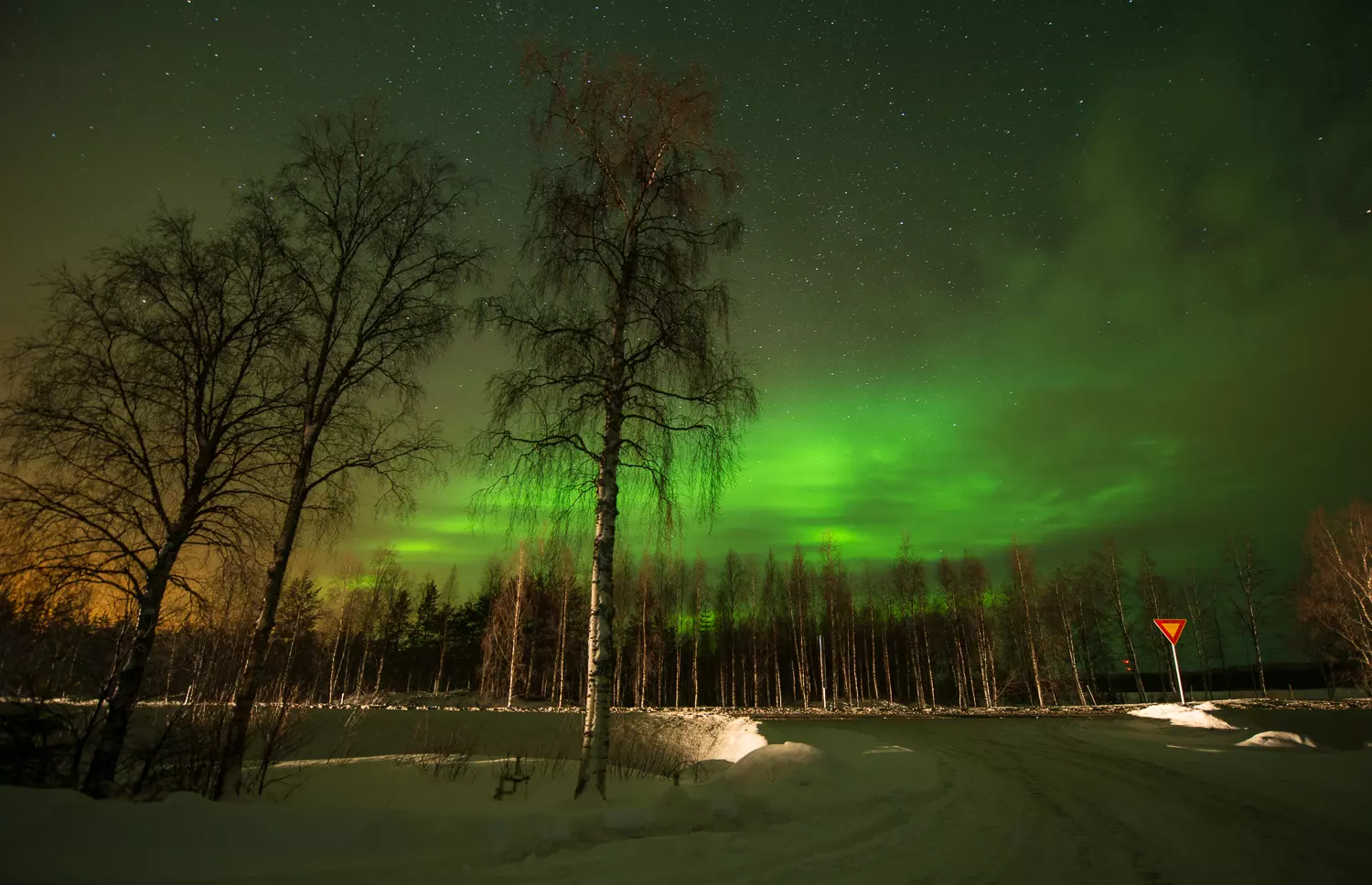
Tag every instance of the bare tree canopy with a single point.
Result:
(619, 336)
(1335, 599)
(145, 420)
(368, 227)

Problem to solve >> Rescale the entries above by writing out every line except the pictures and multiplying each coordinate in the answers by 0.35. Round the results to whole numbers, with halves rounded up.

Solved exercise >>
Tag every instance of the bare tree canopy with a single point.
Result:
(217, 118)
(467, 210)
(51, 147)
(129, 79)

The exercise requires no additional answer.